Set down every line below, word for word.
━━━ Supplied material
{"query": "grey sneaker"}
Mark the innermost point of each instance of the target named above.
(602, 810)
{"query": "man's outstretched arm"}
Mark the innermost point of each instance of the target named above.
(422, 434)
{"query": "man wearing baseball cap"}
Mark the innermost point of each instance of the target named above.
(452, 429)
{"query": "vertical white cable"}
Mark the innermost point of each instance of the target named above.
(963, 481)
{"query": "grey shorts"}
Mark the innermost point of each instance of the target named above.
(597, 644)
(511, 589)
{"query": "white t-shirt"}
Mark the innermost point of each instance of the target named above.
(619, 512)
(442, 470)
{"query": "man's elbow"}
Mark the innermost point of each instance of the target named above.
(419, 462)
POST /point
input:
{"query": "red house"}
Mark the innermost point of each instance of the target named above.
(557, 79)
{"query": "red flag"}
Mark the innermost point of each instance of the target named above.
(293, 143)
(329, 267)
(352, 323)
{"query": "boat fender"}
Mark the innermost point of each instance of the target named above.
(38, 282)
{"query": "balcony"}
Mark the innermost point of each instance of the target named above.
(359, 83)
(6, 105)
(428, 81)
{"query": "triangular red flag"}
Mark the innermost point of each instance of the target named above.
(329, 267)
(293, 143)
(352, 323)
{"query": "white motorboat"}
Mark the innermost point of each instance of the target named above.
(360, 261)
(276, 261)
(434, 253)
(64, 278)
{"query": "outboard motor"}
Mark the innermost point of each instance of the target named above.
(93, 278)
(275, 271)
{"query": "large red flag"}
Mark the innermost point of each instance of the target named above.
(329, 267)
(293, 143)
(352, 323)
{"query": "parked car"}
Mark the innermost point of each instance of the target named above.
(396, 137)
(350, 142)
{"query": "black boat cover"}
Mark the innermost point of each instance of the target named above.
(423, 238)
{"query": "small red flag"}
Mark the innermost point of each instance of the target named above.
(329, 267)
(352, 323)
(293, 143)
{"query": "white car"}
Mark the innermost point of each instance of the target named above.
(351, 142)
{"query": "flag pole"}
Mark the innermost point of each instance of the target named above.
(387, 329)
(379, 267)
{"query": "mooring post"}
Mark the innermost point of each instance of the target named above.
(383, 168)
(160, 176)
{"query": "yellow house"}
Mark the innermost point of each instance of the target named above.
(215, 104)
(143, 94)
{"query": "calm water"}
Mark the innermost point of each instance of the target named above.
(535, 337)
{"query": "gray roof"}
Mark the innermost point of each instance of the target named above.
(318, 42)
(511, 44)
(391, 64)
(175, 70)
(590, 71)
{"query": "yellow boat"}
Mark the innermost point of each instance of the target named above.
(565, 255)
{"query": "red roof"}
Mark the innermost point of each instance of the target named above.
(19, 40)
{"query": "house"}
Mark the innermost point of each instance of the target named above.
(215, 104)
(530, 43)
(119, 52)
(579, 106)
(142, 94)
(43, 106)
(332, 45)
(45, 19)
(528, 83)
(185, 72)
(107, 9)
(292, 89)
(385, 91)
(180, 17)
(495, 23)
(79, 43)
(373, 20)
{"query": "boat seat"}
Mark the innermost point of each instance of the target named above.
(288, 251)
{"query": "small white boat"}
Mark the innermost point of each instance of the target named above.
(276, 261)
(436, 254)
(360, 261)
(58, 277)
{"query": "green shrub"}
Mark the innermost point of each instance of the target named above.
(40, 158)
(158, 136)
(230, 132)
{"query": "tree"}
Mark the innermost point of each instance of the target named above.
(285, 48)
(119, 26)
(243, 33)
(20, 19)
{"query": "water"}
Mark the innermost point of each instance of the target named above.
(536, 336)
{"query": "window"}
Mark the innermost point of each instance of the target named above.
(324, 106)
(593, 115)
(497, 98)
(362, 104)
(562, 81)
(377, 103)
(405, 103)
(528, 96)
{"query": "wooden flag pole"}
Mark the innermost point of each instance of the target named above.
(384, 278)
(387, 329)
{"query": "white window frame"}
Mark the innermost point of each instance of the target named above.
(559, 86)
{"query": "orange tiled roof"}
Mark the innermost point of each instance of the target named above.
━━━━━━
- **Solution**:
{"query": "grey sneaker"}
Mark the innermost point of each instance of the target named above.
(602, 810)
{"query": "man's outstretched arm"}
Mark the innermost point of each instance of the target named above.
(422, 434)
{"query": "man wearing baseball cap"}
Mark the innermost point of each instance of the target named above.
(452, 429)
{"query": "vertical white cable"}
Mark the innermost point of each instance of the target named above.
(963, 481)
{"query": "grey shorts"}
Mark the innermost point of each instance of the target named above.
(597, 644)
(511, 589)
{"query": "white t-shirt"}
Mark the innermost point of each instance of the target named above.
(619, 512)
(442, 470)
{"query": "man's elbow"}
Mark the innermost point of each instance of the target named above.
(419, 462)
POST /point
input:
{"query": "red house"}
Mark the innermost point of each instance of the target named above.
(557, 79)
{"query": "red flag"}
Mark the innermost point of each instance of the target named above.
(293, 143)
(329, 267)
(352, 323)
{"query": "boat fender"}
Mark the innermost point of each instance of the target named above.
(38, 282)
{"query": "balcony"}
Mark the innermost point of each instance of the target named above.
(359, 83)
(6, 105)
(428, 81)
{"query": "triangular red flag"}
Mark the innermost point of each instance of the target named above.
(329, 267)
(293, 143)
(352, 323)
{"query": "white motorboat"}
Mark the innermost point of each instance of the target named above.
(360, 261)
(276, 261)
(434, 253)
(64, 278)
{"query": "outboard motor"}
Mark the innermost point of each instance of the target named above.
(93, 278)
(275, 271)
{"query": "large red flag"}
Mark the innermost point of each instance of the target named above.
(329, 267)
(293, 143)
(352, 323)
{"query": "parked car"}
Mark the innermost point of each instance of the target named above.
(396, 137)
(350, 142)
{"query": "black boat cover"}
Mark the innermost point of each instance of the target named above.
(423, 238)
{"query": "small red flag"}
Mark the innermost point of each instance of the target named above.
(329, 267)
(352, 323)
(293, 143)
{"query": "white car"}
Mark the innermost point of each instance of the target named above.
(351, 142)
{"query": "flag pole"}
Mark the innermost point of each instance of the target named above.
(387, 329)
(379, 267)
{"query": "mooring post"}
Mark the innermost point of each instance of the target named above.
(383, 168)
(160, 176)
{"query": "yellow house"}
Mark the innermost point of each instance of the target named above.
(215, 104)
(143, 94)
{"query": "calm water"}
Mark the innermost point of each instance of the target named above.
(535, 337)
{"query": "gray roof"}
Mark the innermost point of each instance of the target named above.
(318, 42)
(511, 44)
(391, 64)
(175, 70)
(590, 71)
{"query": "yellow boat"}
Mark the innermost point of each instance of the target named above.
(565, 255)
{"query": "red roof"}
Mark the innermost point of each instance of the target named above.
(19, 40)
{"query": "house"}
Mark the innermost point of each instance of the target named above.
(215, 104)
(530, 43)
(119, 52)
(579, 106)
(142, 94)
(43, 106)
(332, 45)
(45, 19)
(528, 83)
(185, 72)
(107, 9)
(292, 89)
(385, 91)
(180, 17)
(495, 23)
(79, 43)
(373, 20)
{"query": "boat seat"}
Mark the innermost point of each instance of the target named above.
(288, 251)
{"query": "small white boat"}
Mark the innermost point of each instance of the target named above.
(276, 261)
(436, 254)
(360, 261)
(58, 277)
{"query": "green shrub"}
Mark the innermost point of each instance of the target named above.
(40, 158)
(158, 136)
(230, 132)
{"query": "tree"}
Mark the innermost point of each instance of the target named above.
(285, 48)
(119, 26)
(243, 33)
(20, 19)
{"query": "water"}
Mark the innermost point of each instance of the target named above.
(536, 336)
{"query": "window"}
Mark the innermost point of each instance of the target named above.
(324, 106)
(593, 115)
(497, 98)
(362, 104)
(562, 81)
(377, 103)
(405, 103)
(528, 96)
{"query": "wooden flag pole"}
Mark the innermost point of each instance of the target named above.
(384, 278)
(387, 329)
{"query": "white window frame"}
Mark the innermost point of each instance of the target named above.
(559, 86)
{"query": "orange tiled roof"}
Mark the innermost point of each instance of the target named above.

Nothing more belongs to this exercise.